> _TEXT SHOWN_:
►

Miami-Dade and the Myth of the Monolithic Latino Voter

Not surprisingly, 'Latino voters are in many ways just like everyone else' and not focused just on immigration policy

By Andrew R. Arthur on September 11, 2020

In Washington, the presidential campaign before Labor Day is known as the "silly season". Political stories are dropped to great fanfare, and they seem earth-shattering at the time, only to be forgotten when the mums go on sale at Home Depot. Tuesday things started getting real, and an interesting poll in the Miami Herald showed surprising (to some) support for the president among Hispanics in Florida. It gives lie to the myth of the monolithic Hispanic voter, focused only on immigration.

I generally eschew such labels, which only serve to divide Americans and make little sense in the rest of the world. For example, I was warned before I went to Ireland to never claim to the locals that I was "Irish American" — my last family member left the Emerald Island in the nineteenth century, and to them I was an American and they were Irish and good on us both.

Similarly, in a 1915 speech to the Knights of Columbus (a Catholic men's organization), former President Teddy Roosevelt railed against such "hyphenated Americans", adding "if he is heartily and singly loyal to this Republic, then no matter where he was born, he is just as good an American as anyone else." I concur.

◄

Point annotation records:

►

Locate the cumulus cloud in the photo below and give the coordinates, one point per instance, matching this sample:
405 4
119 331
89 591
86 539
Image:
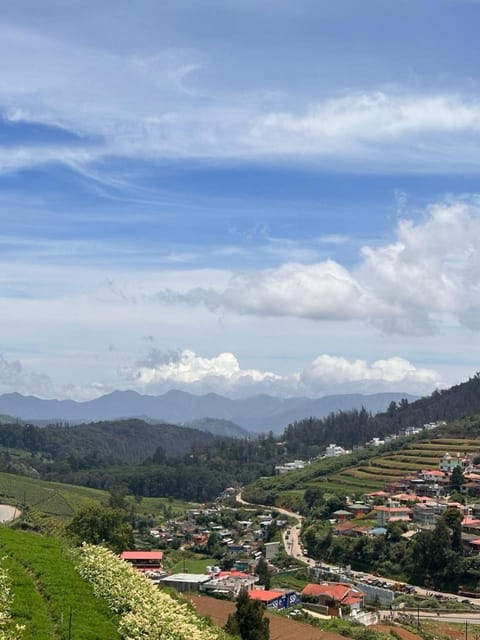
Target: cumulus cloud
199 374
429 273
327 374
14 378
335 372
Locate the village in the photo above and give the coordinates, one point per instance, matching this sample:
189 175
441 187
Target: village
253 545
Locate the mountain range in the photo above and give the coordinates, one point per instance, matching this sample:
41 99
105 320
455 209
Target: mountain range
256 414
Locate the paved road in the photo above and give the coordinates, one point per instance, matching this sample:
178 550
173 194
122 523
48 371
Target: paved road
293 547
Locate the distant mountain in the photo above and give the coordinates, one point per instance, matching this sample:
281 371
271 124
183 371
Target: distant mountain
219 427
259 413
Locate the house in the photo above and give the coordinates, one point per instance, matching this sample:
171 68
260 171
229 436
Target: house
335 595
281 599
448 463
272 549
186 582
334 450
358 509
229 583
342 514
144 560
392 514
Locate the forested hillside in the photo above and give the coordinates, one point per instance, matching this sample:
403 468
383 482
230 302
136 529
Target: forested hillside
127 441
310 436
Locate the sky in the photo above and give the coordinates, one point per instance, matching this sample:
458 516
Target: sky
239 196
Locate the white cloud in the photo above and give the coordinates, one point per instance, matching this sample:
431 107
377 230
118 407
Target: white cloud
429 273
128 104
333 372
327 374
187 370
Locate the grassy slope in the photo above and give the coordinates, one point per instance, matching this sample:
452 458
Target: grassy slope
46 587
52 504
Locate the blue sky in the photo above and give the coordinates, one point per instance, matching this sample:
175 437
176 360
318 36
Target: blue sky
239 196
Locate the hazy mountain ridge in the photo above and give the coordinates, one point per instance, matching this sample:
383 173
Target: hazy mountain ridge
258 413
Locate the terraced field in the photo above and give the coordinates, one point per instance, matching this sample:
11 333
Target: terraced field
381 471
373 474
49 597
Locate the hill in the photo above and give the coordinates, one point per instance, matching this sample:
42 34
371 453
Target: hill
309 437
126 441
218 427
258 413
370 469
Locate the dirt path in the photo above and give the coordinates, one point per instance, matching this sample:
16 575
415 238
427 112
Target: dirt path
403 633
280 628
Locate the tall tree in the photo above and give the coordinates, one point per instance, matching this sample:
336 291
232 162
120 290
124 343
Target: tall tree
248 621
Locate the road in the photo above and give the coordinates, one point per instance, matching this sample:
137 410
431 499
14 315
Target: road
291 540
294 548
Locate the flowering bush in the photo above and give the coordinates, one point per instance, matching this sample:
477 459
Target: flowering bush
8 630
145 612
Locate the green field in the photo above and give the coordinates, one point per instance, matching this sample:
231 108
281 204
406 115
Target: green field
375 473
49 596
51 505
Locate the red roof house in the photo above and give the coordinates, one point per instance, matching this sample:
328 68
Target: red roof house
144 560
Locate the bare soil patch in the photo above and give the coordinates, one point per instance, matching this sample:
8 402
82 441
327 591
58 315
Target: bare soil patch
280 628
403 633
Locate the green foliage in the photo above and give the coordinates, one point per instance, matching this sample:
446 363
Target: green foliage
248 621
263 573
102 525
46 587
457 479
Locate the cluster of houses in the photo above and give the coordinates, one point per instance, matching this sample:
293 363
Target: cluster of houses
417 499
334 450
330 598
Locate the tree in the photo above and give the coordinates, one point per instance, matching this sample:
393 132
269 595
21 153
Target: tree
263 573
457 479
102 525
453 519
248 621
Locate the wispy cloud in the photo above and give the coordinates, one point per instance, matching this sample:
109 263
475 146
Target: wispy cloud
403 287
134 106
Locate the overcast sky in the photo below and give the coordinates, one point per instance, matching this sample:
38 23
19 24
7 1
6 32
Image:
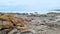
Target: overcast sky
29 5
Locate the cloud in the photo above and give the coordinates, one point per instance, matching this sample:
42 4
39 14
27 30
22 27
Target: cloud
36 5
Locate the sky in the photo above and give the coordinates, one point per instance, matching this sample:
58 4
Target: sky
41 6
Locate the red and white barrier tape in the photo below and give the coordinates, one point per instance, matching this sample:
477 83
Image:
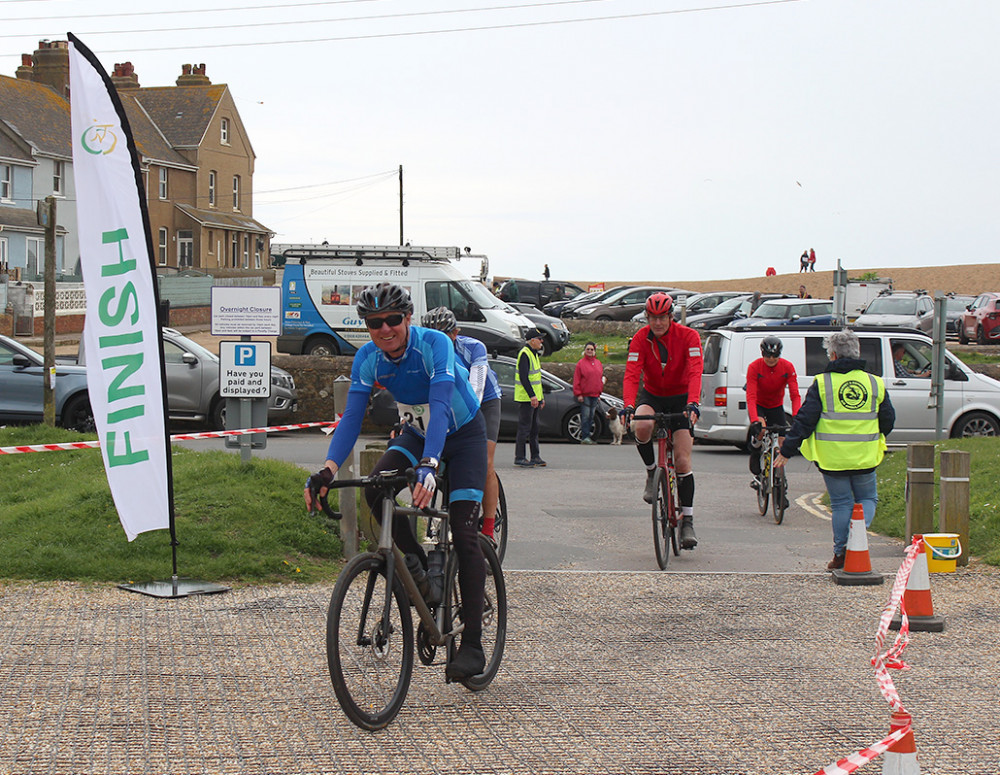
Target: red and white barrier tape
175 437
883 662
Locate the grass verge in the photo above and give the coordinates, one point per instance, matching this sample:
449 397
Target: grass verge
234 522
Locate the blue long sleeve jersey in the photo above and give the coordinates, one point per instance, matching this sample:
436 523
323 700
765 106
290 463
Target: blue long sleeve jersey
431 389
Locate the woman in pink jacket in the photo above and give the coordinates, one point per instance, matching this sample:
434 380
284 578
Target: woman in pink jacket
588 384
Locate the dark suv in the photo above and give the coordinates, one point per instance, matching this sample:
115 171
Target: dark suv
538 293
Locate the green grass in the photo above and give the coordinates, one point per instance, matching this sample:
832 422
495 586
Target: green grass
984 495
234 522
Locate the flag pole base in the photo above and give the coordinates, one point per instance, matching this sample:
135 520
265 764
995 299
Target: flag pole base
174 587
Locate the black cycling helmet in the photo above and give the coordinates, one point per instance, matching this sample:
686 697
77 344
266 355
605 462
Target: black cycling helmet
441 318
384 297
770 347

◄

> _STATED PROBLEM_:
Carry on the essay about Miami-Dade and the Latino vote from the point where it stops.

> _THE ANSWER_:
As an aside, oddly enough, the term "Hispanic" — used to describe individuals with what the Washington Post refers to as "mixed Spanish heritage" — was the product of something called the "Ad Hoc Committee on Racial and Ethnic Definitions" at the former Department of Health, Education, and Welfare in 1975. The paper helpfully explains further: "'Latino' refers to the Latin-based Romance languages of Spain, France, Italy and Portugal. The term embraces Portuguese-speaking Brazilians in a way that the word 'Hispanic' does not."

Nonetheless, dividing Americans into groups is one of the unfortunate things that national elections have a tendency to do, which brings me back to the Miami Herald poll of likely voters in Miami-Dade County. It found that Biden was leading Trump in that heavily Democratic area by 17 points, but interestingly, Trump held a one percentage-point lead over Biden — 47 percent to 46 percent — among Hispanic voters.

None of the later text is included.